— Begin —

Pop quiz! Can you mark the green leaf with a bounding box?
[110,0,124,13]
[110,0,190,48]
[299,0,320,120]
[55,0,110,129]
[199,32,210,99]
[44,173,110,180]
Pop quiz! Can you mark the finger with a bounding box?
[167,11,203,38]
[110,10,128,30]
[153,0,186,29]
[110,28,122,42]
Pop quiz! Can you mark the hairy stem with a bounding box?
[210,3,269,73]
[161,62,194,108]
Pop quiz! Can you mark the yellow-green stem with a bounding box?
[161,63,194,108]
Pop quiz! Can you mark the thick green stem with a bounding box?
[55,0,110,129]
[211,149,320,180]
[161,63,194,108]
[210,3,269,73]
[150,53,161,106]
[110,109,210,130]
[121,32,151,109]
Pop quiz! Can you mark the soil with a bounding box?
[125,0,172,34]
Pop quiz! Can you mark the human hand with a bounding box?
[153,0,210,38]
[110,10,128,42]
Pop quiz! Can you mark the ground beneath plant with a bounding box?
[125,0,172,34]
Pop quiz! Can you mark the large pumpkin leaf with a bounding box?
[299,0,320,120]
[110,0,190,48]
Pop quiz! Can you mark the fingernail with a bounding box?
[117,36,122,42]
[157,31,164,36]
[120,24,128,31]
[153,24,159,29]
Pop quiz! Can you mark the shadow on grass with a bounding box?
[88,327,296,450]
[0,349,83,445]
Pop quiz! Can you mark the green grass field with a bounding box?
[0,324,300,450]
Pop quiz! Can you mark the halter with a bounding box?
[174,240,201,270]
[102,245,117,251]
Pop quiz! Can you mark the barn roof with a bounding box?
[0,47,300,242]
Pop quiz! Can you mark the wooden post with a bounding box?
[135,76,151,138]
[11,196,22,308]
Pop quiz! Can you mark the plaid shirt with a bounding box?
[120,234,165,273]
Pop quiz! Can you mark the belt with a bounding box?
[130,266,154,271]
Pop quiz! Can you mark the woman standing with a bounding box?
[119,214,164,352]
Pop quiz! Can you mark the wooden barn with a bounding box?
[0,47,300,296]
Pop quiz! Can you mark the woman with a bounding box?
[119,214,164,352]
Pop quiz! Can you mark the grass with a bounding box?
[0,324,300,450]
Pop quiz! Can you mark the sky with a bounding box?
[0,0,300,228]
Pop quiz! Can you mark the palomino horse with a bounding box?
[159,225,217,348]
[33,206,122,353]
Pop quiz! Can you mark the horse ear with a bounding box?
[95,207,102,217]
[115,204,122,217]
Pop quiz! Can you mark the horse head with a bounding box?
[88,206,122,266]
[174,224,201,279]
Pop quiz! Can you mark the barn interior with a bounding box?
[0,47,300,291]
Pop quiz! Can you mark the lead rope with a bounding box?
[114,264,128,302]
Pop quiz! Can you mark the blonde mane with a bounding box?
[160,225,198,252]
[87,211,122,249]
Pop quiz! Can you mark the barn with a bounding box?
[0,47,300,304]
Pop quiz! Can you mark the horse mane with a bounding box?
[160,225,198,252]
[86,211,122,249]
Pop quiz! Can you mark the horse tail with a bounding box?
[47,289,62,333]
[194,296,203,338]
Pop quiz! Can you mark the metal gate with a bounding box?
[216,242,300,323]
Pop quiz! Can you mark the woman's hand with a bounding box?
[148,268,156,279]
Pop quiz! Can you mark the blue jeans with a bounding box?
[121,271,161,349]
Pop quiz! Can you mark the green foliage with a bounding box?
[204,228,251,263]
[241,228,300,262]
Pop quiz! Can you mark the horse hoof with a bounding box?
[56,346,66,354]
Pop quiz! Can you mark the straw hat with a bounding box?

— End —

▶ AIM OF THE EXERCISE: Set out all of the records above as a numbered list, leaving out any blank lines.

▶ FINISHED TASK:
1. Pop quiz! Can you mark the green leaf with a bounding box?
2. [110,0,124,13]
3. [110,0,190,48]
4. [299,0,320,120]
5. [55,0,110,129]
6. [199,32,210,99]
7. [44,173,110,180]
8. Pop quiz! Can you mark the finger with a bounding box?
9. [167,11,203,38]
10. [110,10,128,30]
11. [153,0,186,29]
12. [110,28,122,42]
13. Pop quiz! Can you mark the hairy stem with a bounding box?
14. [210,3,269,73]
15. [161,62,194,108]
16. Pop quiz! Can you mark the yellow-green stem with a bounding box?
17. [161,63,194,108]
18. Pop quiz! Can you mark the thick green stem with a bounding box?
19. [55,0,110,129]
20. [211,149,320,180]
21. [161,63,194,108]
22. [210,3,269,73]
23. [150,53,161,106]
24. [110,109,210,130]
25. [121,32,151,109]
26. Pop quiz! Can you mark the soil with a bounding box?
27. [125,0,172,34]
28. Pop quiz! Can you mark the human hand with a bounding box?
29. [153,0,210,38]
30. [110,10,128,42]
31. Pop quiz! Can you mark the ground beneath plant with a bounding box?
32. [125,0,172,34]
33. Pop quiz! Can you mark the large pumpkin leaf with a bounding box?
34. [299,0,320,120]
35. [110,0,190,48]
36. Pop quiz! Can you mark the fingernail with a bounding box?
37. [117,36,122,42]
38. [157,31,164,36]
39. [120,24,128,31]
40. [153,24,159,29]
41. Pop quiz! Can you mark the shadow on grass with a bounding box?
42. [88,327,296,450]
43. [0,349,83,445]
44. Pop quiz! Can you mark the green grass field with a bounding box?
45. [0,324,300,450]
46. Pop quiz! Can you mark the halter with a bounding box?
47. [174,240,201,270]
48. [102,245,117,251]
49. Pop quiz! Can you mark the barn roof with a bounding box?
50. [0,47,300,242]
51. Pop quiz! Can you mark the wooden post with a bounding box?
52. [135,76,151,138]
53. [11,196,22,308]
54. Pop quiz! Can you mark the plaid shirt with a bounding box?
55. [120,234,165,273]
56. Pop quiz! Can you mark the belt with a bounding box?
57. [130,266,154,271]
58. Pop quiz! Can you mark the woman standing with a bounding box?
59. [119,214,164,352]
60. Pop quiz! Can you mark the wooden barn with a bounding box?
61. [0,47,300,296]
62. Pop quiz! Can you mark the woman with a bounding box?
63. [119,214,164,352]
64. Pop quiz! Can you mark the grass with a bounding box?
65. [0,324,300,450]
66. Pop quiz! Can you mark the sky with a bounding box?
67. [0,0,300,228]
68. Pop quiz! Can you mark the palomino horse with a bounding box?
69. [159,225,217,348]
70. [33,206,122,353]
71. Pop quiz! Can you mark the horse ear with a bounding box?
72. [95,207,102,217]
73. [115,204,122,217]
74. Pop quiz! Can you mark the horse head with a bounding box?
75. [88,206,122,266]
76. [174,224,201,279]
77. Pop quiz! Can you mark the barn interior with a bounding box?
78. [0,47,300,291]
79. Pop quiz! Can you mark the lead rope with a bounding box?
80. [114,264,128,302]
81. Pop quiz! Can you mark the blonde mane with a bounding box?
82. [160,225,198,252]
83. [87,211,122,249]
84. Pop quiz! Can you mark the barn with a bounding box?
85. [0,47,300,304]
86. Pop quiz! Can you mark the horse mane with a bounding box?
87. [160,225,198,252]
88. [86,211,122,249]
89. Pop quiz! Can you mark the horse tail with a bounding box?
90. [47,289,62,333]
91. [194,296,203,338]
92. Pop quiz! Can you mark the metal gate with a bounding box?
93. [216,242,300,323]
94. Pop quiz! Can you mark the woman's hand with a bounding box?
95. [148,268,156,279]
96. Pop quiz! Can you mark the blue jeans with a bounding box?
97. [121,271,161,349]
98. Pop quiz! Can you mark the green foliage with a bounding box?
99. [204,228,251,263]
100. [241,228,300,262]
101. Pop quiz! Can you mark the horse hoof with a bounding box?
102. [56,346,66,354]
103. Pop quiz! Can you mark the straw hat with a bounding box?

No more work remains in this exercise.